Wherever an image appears in the entries, drop it and reproduce everything else exactly.

Data for this task —
»»

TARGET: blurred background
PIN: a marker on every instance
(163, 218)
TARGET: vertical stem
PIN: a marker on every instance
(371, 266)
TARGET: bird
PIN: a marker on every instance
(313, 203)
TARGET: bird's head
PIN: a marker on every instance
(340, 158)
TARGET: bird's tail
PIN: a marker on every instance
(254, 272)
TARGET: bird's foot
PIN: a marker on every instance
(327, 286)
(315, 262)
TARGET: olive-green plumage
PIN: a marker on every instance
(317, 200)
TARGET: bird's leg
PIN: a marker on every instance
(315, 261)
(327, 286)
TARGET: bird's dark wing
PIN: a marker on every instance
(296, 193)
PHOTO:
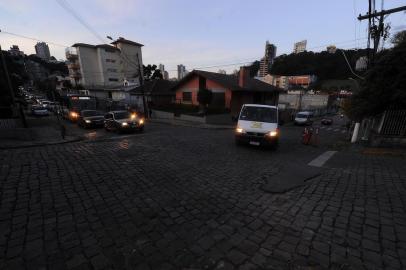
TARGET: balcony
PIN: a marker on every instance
(73, 66)
(71, 53)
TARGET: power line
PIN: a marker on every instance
(35, 39)
(65, 5)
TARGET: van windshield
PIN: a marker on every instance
(259, 114)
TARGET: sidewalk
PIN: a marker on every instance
(189, 124)
(38, 134)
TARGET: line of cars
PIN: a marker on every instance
(118, 121)
(39, 106)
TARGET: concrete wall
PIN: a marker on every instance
(308, 101)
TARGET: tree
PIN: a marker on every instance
(384, 85)
(204, 97)
(399, 38)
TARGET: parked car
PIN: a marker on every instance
(304, 118)
(258, 125)
(123, 121)
(39, 110)
(71, 115)
(326, 121)
(91, 118)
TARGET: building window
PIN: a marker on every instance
(187, 96)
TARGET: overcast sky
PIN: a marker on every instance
(196, 33)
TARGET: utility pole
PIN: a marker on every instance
(376, 26)
(146, 114)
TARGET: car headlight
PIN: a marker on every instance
(273, 133)
(239, 130)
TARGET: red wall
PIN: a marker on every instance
(193, 85)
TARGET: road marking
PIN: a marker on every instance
(320, 160)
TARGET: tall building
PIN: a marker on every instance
(165, 74)
(15, 51)
(105, 65)
(222, 71)
(300, 46)
(42, 50)
(267, 60)
(331, 49)
(181, 71)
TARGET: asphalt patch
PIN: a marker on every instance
(290, 177)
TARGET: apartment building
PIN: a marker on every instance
(104, 65)
(42, 50)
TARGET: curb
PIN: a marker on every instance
(203, 126)
(77, 139)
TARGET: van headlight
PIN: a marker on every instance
(239, 130)
(273, 133)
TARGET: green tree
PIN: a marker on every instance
(204, 97)
(384, 85)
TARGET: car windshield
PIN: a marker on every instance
(122, 115)
(90, 113)
(260, 114)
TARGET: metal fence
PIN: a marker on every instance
(394, 123)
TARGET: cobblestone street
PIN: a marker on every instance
(188, 198)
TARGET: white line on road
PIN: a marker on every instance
(320, 160)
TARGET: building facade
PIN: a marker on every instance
(15, 51)
(331, 49)
(300, 46)
(42, 51)
(267, 60)
(99, 66)
(289, 82)
(181, 72)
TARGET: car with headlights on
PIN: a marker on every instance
(326, 121)
(258, 125)
(121, 121)
(90, 119)
(39, 110)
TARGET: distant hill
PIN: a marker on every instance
(324, 65)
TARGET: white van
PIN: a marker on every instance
(304, 118)
(258, 125)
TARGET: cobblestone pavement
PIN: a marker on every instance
(184, 198)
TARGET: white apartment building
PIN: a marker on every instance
(105, 66)
(300, 46)
(42, 50)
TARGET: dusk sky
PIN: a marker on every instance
(194, 33)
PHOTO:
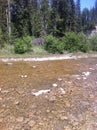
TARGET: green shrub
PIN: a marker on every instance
(53, 45)
(2, 40)
(22, 45)
(75, 42)
(84, 45)
(71, 42)
(93, 42)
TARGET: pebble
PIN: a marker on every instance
(54, 85)
(63, 118)
(48, 111)
(16, 102)
(67, 128)
(1, 99)
(52, 99)
(34, 67)
(9, 63)
(31, 123)
(59, 79)
(20, 119)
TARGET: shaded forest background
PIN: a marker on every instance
(38, 18)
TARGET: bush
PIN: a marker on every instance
(22, 45)
(93, 42)
(75, 42)
(84, 45)
(53, 45)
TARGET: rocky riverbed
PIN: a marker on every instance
(48, 95)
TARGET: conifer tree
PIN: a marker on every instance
(78, 16)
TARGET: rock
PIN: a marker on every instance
(52, 99)
(63, 118)
(9, 64)
(48, 111)
(16, 102)
(54, 85)
(67, 128)
(1, 99)
(34, 67)
(62, 91)
(59, 79)
(67, 104)
(20, 119)
(31, 123)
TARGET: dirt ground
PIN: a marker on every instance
(49, 95)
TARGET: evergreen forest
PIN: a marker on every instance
(62, 24)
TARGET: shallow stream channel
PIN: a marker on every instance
(48, 95)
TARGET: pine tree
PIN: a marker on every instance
(78, 16)
(72, 13)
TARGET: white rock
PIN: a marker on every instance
(62, 91)
(86, 73)
(34, 67)
(59, 79)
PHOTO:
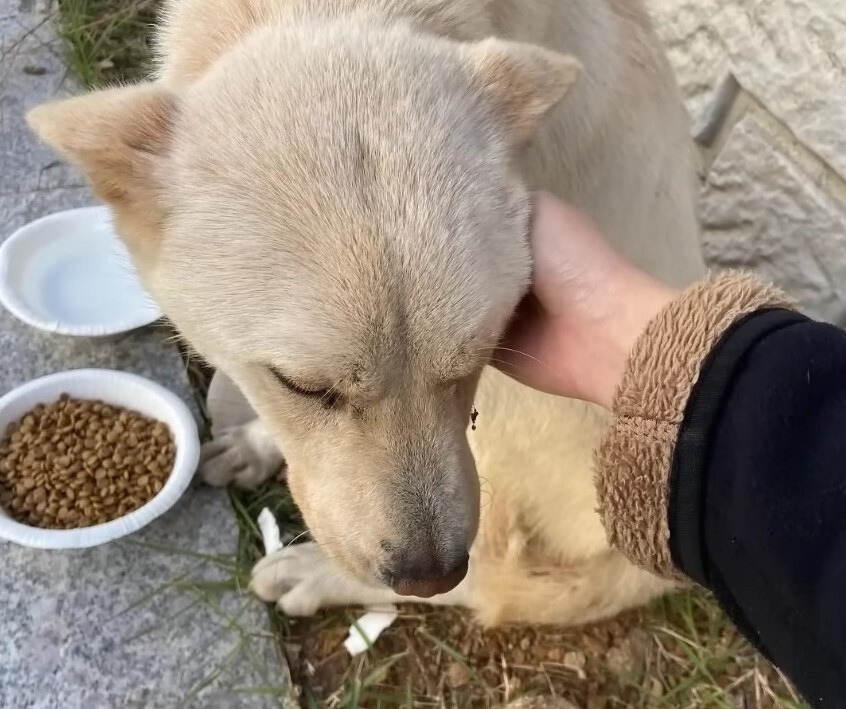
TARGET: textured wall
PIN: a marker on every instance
(765, 82)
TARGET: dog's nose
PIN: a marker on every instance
(419, 572)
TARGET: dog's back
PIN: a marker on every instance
(620, 148)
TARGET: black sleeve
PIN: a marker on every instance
(757, 499)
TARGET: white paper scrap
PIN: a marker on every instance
(269, 531)
(365, 631)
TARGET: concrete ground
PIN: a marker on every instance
(88, 628)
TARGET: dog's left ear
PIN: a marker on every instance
(522, 80)
(120, 138)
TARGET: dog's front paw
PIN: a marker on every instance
(244, 455)
(299, 578)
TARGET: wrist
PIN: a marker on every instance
(641, 298)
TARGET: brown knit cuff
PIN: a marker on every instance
(633, 461)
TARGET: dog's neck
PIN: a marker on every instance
(196, 33)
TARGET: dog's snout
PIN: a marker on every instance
(424, 572)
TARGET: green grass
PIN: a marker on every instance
(107, 41)
(692, 656)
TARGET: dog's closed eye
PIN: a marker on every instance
(328, 398)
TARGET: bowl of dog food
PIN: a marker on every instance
(91, 455)
(68, 273)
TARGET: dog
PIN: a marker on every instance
(330, 200)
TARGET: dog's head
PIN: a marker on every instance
(334, 217)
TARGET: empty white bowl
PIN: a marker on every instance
(120, 389)
(70, 274)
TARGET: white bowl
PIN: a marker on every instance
(70, 274)
(121, 389)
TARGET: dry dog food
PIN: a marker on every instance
(76, 463)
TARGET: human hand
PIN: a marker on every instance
(572, 334)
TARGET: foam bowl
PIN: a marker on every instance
(68, 273)
(120, 389)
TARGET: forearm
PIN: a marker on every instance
(725, 464)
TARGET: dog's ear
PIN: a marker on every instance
(522, 80)
(118, 137)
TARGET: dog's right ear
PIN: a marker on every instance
(120, 139)
(522, 80)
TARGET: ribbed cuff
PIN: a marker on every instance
(635, 459)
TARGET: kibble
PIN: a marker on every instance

««

Task answer —
TARGET: blurred background
PIN: a marker on every instance
(163, 218)
TARGET: vertical stem
PIN: a marker on every instance
(371, 266)
TARGET: bird
PIN: a marker on every instance
(313, 203)
TARGET: bird's head
PIN: a marker on every instance
(340, 158)
TARGET: bird's tail
PIN: a marker on every instance
(254, 272)
TARGET: bird's foot
PIN: a marker on every instance
(327, 286)
(315, 262)
TARGET: olive-green plumage
PIN: a marker on every instance
(317, 200)
TARGET: bird's leg
PIN: a marker on every instance
(315, 261)
(327, 286)
TARGET: bird's dark wing
PIN: a marker on every instance
(296, 193)
PHOTO:
TARGET: balcony
PIN: a marker on every instance
(73, 66)
(71, 53)
TARGET: power line
PIN: a marker on every instance
(35, 39)
(65, 5)
TARGET: van windshield
PIN: a marker on every instance
(259, 114)
TARGET: sidewalk
PIN: a marker on every instance
(189, 124)
(38, 134)
TARGET: line of cars
PIN: a marker on every instance
(118, 121)
(39, 106)
TARGET: concrete wall
PIN: a marker on every instance
(308, 101)
TARGET: tree
PIN: a marker on every instance
(384, 85)
(204, 97)
(399, 38)
TARGET: parked car
PIN: a marker on every instance
(304, 118)
(258, 125)
(123, 121)
(39, 110)
(71, 115)
(326, 121)
(91, 118)
TARGET: building window
PIN: a marker on every instance
(187, 96)
TARGET: overcast sky
PIN: a marker on every instance
(196, 33)
TARGET: utility pole
PIN: a marker on every instance
(376, 26)
(146, 114)
TARGET: car headlight
PIN: a marker on every instance
(273, 133)
(239, 130)
TARGET: red wall
PIN: a marker on every instance
(193, 85)
TARGET: road marking
PIN: a marker on every instance
(320, 160)
TARGET: tall building
PIN: a marker on every instance
(165, 74)
(15, 51)
(105, 65)
(222, 71)
(300, 46)
(42, 50)
(267, 60)
(331, 49)
(181, 71)
TARGET: asphalt patch
PIN: a marker on every instance
(290, 177)
TARGET: apartment building
PIN: a marker on every instance
(104, 65)
(42, 50)
TARGET: curb
PIN: a marker on every instance
(203, 126)
(77, 139)
TARGET: van headlight
PIN: a marker on every instance
(239, 130)
(273, 133)
TARGET: green tree
PIN: a marker on every instance
(204, 97)
(384, 85)
TARGET: car windshield
PIN: a marker on every instance
(122, 115)
(90, 113)
(260, 114)
TARGET: metal fence
PIN: a marker on every instance
(394, 123)
TARGET: cobblestone street
PIN: a marker on every instance
(188, 198)
TARGET: white line on road
PIN: a marker on every instance
(320, 160)
TARGET: building facade
PIN: a marker on every instance
(15, 51)
(331, 49)
(300, 46)
(42, 51)
(267, 60)
(99, 66)
(289, 82)
(181, 72)
TARGET: car with headlights on
PIN: a marker on every instance
(326, 121)
(258, 125)
(121, 121)
(90, 119)
(39, 110)
TARGET: distant hill
PIN: a marker on every instance
(324, 65)
TARGET: white van
PIN: a marker on every instance
(304, 118)
(258, 125)
TARGET: cobblestone pavement
PIN: a marker on every instance
(184, 198)
TARGET: white apartment building
PIN: a marker on every instance
(105, 66)
(300, 46)
(42, 50)
TARGET: dusk sky
PIN: a marker on every instance
(194, 33)
PHOTO:
TARGET: green shrub
PIN: a marker on every instance
(53, 45)
(2, 40)
(22, 45)
(75, 42)
(84, 45)
(71, 42)
(93, 42)
TARGET: pebble
PIN: a marker on every instance
(54, 85)
(63, 118)
(48, 111)
(16, 102)
(67, 128)
(1, 99)
(52, 99)
(34, 67)
(9, 63)
(31, 123)
(59, 79)
(20, 119)
TARGET: shaded forest background
PIN: a marker on every instance
(38, 18)
TARGET: bush
PIN: a marker on every instance
(22, 45)
(93, 42)
(75, 42)
(84, 45)
(53, 45)
TARGET: rocky riverbed
PIN: a marker on every instance
(48, 95)
TARGET: conifer tree
PIN: a marker on every instance
(78, 16)
TARGET: rock
PIN: a marker on every instance
(52, 99)
(63, 118)
(9, 64)
(48, 111)
(16, 102)
(54, 85)
(67, 128)
(1, 99)
(34, 67)
(62, 91)
(59, 79)
(67, 104)
(20, 119)
(31, 123)
TARGET: dirt ground
PIN: a marker on every instance
(49, 95)
TARGET: evergreen forest
PIN: a marker on every instance
(62, 24)
TARGET: shallow stream channel
PIN: a marker on every instance
(48, 95)
TARGET: pine tree
PIN: a marker on every instance
(78, 16)
(72, 13)
TARGET: white rock
PIN: a marker on every instance
(62, 91)
(86, 73)
(34, 67)
(59, 79)
PHOTO:
TARGET: textured wall
PIN: a marker on every instance
(765, 82)
TARGET: dog's nose
PIN: a marker on every instance
(419, 572)
TARGET: dog's back
PIN: a marker on every instance
(620, 148)
TARGET: black sleeve
PIN: a marker on every instance
(757, 499)
TARGET: white paper scrap
PIN: a marker on every instance
(269, 531)
(365, 631)
TARGET: concrete ground
PIN: a marker on every instance
(88, 628)
TARGET: dog's left ear
PIN: a marker on every instance
(522, 80)
(120, 138)
TARGET: dog's front paw
PIN: a marker on every instance
(244, 455)
(299, 578)
TARGET: wrist
PIN: a marker on every instance
(641, 298)
TARGET: brown knit cuff
PIN: a marker on every instance
(633, 461)
TARGET: dog's neck
PIN: a marker on every instance
(196, 33)
TARGET: dog's snout
PIN: a marker on every instance
(424, 572)
TARGET: green grass
PIN: a marker on every instance
(107, 41)
(692, 656)
TARGET: dog's closed eye
PIN: a marker on every instance
(328, 398)
TARGET: bowl of dog food
PIN: a marker on every instance
(91, 455)
(68, 273)
TARGET: dog
PIN: a marker on every instance
(330, 200)
TARGET: dog's head
PIN: a marker on every instance
(334, 217)
TARGET: empty white bowl
PIN: a marker on every instance
(120, 389)
(70, 274)
TARGET: white bowl
PIN: a marker on every instance
(70, 274)
(121, 389)
TARGET: dry dog food
PIN: a marker on every instance
(76, 463)
TARGET: human hand
PIN: a marker on every instance
(572, 334)
TARGET: foam bowl
PIN: a marker on every instance
(68, 273)
(120, 389)
TARGET: forearm
PIN: a marker on every instance
(725, 464)
TARGET: dog's ear
PIN: a marker on every instance
(522, 80)
(118, 137)
TARGET: dog's right ear
PIN: a marker on every instance
(120, 139)
(522, 80)
TARGET: ribbed cuff
PIN: a marker on every instance
(635, 459)
TARGET: kibble
PIN: a marker on every instance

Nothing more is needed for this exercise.